Records to process:

+ + + + + + +

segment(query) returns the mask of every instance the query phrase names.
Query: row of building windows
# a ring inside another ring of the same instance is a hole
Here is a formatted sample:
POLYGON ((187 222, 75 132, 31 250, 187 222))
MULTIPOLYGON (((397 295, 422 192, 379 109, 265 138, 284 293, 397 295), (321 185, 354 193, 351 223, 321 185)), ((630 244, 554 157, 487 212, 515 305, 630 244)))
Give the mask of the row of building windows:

+ + + + + + +

Exercise instructions: Express every line of the items above as a Markdown table with two columns, Number for the row number and Line for the line itself, omitting any blank lines.

Written solution:
| Number | Line |
|---|---|
| 1 | segment(query) returns the mask of every instance the query phrase names. |
| 2 | Query: row of building windows |
| 3 | # a ring inside another ring of the same instance is a hole |
| 4 | Here is a formatted sample: |
| 5 | POLYGON ((187 222, 75 132, 31 250, 187 222)) |
| 6 | MULTIPOLYGON (((397 295, 422 192, 379 109, 265 138, 284 293, 397 295), (321 185, 354 193, 351 223, 321 185)), ((630 244, 554 157, 487 212, 515 305, 630 244))) |
| 7 | Give the mask of the row of building windows: |